Problem requirements: Please retype every one of the entries below word for word, changing nothing and leaving nothing out.

The data:
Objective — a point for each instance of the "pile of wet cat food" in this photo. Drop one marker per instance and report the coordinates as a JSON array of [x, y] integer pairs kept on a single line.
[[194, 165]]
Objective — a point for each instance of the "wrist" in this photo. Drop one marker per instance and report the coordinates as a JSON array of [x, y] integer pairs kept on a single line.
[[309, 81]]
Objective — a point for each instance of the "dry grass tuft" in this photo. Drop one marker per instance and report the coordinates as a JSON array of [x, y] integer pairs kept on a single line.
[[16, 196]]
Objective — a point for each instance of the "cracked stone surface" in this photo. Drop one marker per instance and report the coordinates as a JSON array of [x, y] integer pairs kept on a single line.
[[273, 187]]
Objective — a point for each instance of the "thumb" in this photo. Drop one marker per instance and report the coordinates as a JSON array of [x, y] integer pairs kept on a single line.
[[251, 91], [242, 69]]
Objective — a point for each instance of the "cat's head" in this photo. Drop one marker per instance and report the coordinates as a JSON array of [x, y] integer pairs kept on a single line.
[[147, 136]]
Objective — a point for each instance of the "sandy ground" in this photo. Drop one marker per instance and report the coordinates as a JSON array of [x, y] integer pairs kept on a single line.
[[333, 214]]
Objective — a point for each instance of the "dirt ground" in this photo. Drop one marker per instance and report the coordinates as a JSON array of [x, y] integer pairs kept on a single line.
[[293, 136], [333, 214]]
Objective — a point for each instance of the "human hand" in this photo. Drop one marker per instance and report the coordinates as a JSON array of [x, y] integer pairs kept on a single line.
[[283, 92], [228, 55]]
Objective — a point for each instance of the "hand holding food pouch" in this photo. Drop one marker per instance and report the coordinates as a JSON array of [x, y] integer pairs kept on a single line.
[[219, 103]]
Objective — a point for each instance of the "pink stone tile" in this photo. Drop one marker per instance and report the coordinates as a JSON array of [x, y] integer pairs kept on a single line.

Answer to this problem:
Objective — a point for each instance of the "pile of wet cat food" in this photo. Drop one marker per instance and report the coordinates as a JSON array of [x, y] integer pairs kept on a single line.
[[194, 165]]
Objective — a point for each instance of the "wrist" in this photo. Drop one marker per instance and report the coordinates as a JSON array of [x, y] integer pairs kept on a single line.
[[309, 81]]
Objective — a point for each instance of the "dry grass tuft" in this photo. Drop one marker per instance and report the coordinates as a JSON array of [x, y] integer pairs kept on a single line.
[[16, 196]]
Objective — a point for each instance of the "cracked stone surface" in this photo. Drop one marker per instance and report the coordinates as a JSON array of [x, y] integer pairs kept on a single line.
[[273, 187]]
Objective — a point for each instance of the "thumb" in this photo. Drop one marker per instance and report the coordinates as a JSON array of [x, y] integer pairs kept on a single line.
[[251, 91], [242, 69]]
Objective — a point for each instance of the "cat's head" in this photo. Drop one marker per instance and report the coordinates as a JSON array of [x, y] integer pairs kept on a single line.
[[147, 136]]
Objective — a point for each instance of the "sandy ground" in this photo. Drop one marker per instance and report the coordinates as a JSON array of [x, y] integer pairs kept on a single line.
[[333, 214]]
Objective — a point for each instance of the "dirt ground" in this photo. Drop one marker per instance and report the coordinates as a JSON array of [x, y] integer pairs kept on a single line.
[[293, 136], [333, 214]]
Objective — a point for each instance of the "human hand" in this photo. Drop one marker per instance and report the coordinates as a JSON array of [x, y] integer pairs kept on a single line.
[[283, 92], [228, 55]]
Objective — a point for each instance of the "hand holding food pouch" in this photo. Drop one marker per instance and report the coordinates as a JSON array of [x, y] integer pairs kept on a single line.
[[219, 103]]
Objective — a point for each instance of the "pink stone tile" in this photo. Drop one marker per instance and report the coordinates as a JSON array of [x, y] integer pairs kept on a single line.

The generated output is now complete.